- **Required work**:
Produce an exact copy of the listing.

- **Available data**:
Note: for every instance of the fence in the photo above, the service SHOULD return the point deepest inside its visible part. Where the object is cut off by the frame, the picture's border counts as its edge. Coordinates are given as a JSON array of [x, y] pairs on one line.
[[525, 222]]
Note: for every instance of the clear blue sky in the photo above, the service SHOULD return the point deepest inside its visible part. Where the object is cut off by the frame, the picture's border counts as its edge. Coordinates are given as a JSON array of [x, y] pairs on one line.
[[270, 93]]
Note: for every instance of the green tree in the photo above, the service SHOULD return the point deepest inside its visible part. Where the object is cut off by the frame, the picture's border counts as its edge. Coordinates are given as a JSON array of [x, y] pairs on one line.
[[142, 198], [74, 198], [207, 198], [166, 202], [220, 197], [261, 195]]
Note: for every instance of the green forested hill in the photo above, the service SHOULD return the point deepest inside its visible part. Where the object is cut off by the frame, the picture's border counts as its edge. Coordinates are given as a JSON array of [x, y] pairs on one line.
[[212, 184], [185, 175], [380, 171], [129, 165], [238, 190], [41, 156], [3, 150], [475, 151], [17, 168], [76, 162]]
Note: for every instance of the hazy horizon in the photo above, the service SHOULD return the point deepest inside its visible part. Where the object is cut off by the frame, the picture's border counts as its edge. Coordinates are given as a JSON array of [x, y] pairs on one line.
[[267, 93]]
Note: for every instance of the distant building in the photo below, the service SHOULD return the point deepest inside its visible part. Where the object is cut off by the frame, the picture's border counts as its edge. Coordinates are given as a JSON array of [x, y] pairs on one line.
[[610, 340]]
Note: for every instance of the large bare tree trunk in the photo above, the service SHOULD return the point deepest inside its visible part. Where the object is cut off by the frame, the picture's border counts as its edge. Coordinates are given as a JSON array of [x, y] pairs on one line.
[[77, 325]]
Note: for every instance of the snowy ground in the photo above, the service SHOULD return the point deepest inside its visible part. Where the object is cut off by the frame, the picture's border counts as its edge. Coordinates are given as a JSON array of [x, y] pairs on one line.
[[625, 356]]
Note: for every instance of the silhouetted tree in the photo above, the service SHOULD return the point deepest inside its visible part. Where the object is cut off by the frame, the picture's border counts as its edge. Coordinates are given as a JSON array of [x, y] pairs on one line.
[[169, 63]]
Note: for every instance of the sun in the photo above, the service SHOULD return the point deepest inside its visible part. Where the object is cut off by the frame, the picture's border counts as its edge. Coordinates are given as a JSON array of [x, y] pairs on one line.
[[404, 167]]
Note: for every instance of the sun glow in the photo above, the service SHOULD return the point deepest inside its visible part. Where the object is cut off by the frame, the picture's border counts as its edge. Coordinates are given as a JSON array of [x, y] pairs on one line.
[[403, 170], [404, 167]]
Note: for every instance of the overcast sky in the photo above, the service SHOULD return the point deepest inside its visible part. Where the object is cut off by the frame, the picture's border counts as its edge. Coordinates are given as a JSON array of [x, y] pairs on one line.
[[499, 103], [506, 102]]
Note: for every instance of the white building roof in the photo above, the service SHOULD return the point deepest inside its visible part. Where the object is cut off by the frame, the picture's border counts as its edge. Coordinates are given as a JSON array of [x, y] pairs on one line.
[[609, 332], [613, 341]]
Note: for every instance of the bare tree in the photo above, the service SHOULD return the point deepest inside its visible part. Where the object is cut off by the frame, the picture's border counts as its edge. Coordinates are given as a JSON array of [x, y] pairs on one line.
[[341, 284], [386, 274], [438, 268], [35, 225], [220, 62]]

- **Written reply**:
Note: for every instance of the fence in the photo above, the service SHOULD return the point deepest inside its visible part. Where the object is cut off by the frame, the picture's border counts as its edge. Coordinates are given as a JSON array of [x, y] pairs on one line.
[[525, 222]]
Note: for every instance of the clear blue sky in the photo above, the service SHOULD return the point deepest inside its visible part. Where the object is cut off by the frame, the picture's border counts as its edge. Coordinates are given as a JSON array of [x, y] pairs on one line.
[[270, 93]]
Note: for every instance of the green tree in the photo above, the service SHOULD return the point deepest inside its visible part. Where the object is cut off by the frame, the picture's border counts as its edge. Coordinates are given as a JSON array of [x, y] pairs on one line.
[[142, 198], [74, 198], [207, 198], [166, 202], [220, 197], [261, 195]]
Note: for every instance of the green forested hill in the photo above, the service SHOULD return the point deepest inside its visible part. Where the object is cut off by the frame, the picture's border counts as its edge. Coordinates are given as a JSON array of [x, y] pairs on one line.
[[212, 184], [185, 175], [380, 171], [129, 165], [238, 190], [41, 156], [3, 150], [475, 151], [17, 168], [76, 162]]
Note: for every instance of the hazy horizon in the photo above, the service SHOULD return the point deepest inside its visible part. Where the object is cut off by the frame, the picture's border counts as its edge. Coordinates are given as a JSON array of [x, y] pairs on one line.
[[267, 93]]
Note: for every instance of the distant building in the photo below, the service SHOULD return the point deepest inside its visible part. Where the object is cut off by the frame, the picture's border counts as its edge. Coordinates are given as a JSON array of [x, y] pairs on one line.
[[610, 340]]
Note: for every instance of the large bare tree trunk in the photo above, the service SHOULD return the point deepest inside its visible part. Where the object is cut off by the frame, the picture's border counts as its edge. Coordinates are given as a JSON array of [x, y] pairs on one line.
[[77, 325]]
Note: for every instance of the snowy ground in the photo above, the service SHOULD return the point deepest inside its visible part. Where the object is cut off by the frame, the picture's border counts as its edge. Coordinates are given as a JSON array of [x, y] pairs on one line.
[[625, 356]]
Note: for every instance of the silhouetted tree in the photo above, the service SHOULD return the point deepest inside its visible part. Where the object is cut off by the frame, the picture's border counts as its edge. Coordinates are given as a JSON array of [x, y] pairs on one line.
[[169, 63]]
Note: for every instance of the sun in the photo above, the service SHOULD return the point deepest inside its visible part. Where the object is cut off by the frame, the picture's border counts as its edge. Coordinates are given as a JSON array of [x, y] pairs on one line.
[[404, 167]]
Note: for every instance of the sun glow in the photo above, the service SHOULD return the point deepest inside its visible part. Where the object is cut off by the frame, the picture's border counts as its edge. Coordinates are given as a JSON array of [x, y] pairs on one line.
[[403, 170], [404, 167]]
Note: for every instance of the overcast sky in the photo above, the service SHOULD return the point deepest inside its visible part. Where the object is cut off by the frame, the picture's border counts as its edge. Coordinates are given as a JSON array of [x, y] pairs on one line.
[[499, 103], [506, 102]]
Note: for every instance of the white building roof in the photo above, the service SHOULD return the point deepest inside its visible part. Where the object is cut off by the frame, the picture's border counts as its edge. Coordinates are given as a JSON array of [x, y] pairs on one line.
[[609, 332], [613, 341]]
Note: for every instance of the bare tree in the photo above, the service SHOULD return the point deepest inside its visible part. Where the object is cut off by the frame, the picture's border counts as its edge. Coordinates are given as a JSON array of [x, y] pairs on one line.
[[341, 284], [386, 274], [438, 268], [35, 225], [220, 62]]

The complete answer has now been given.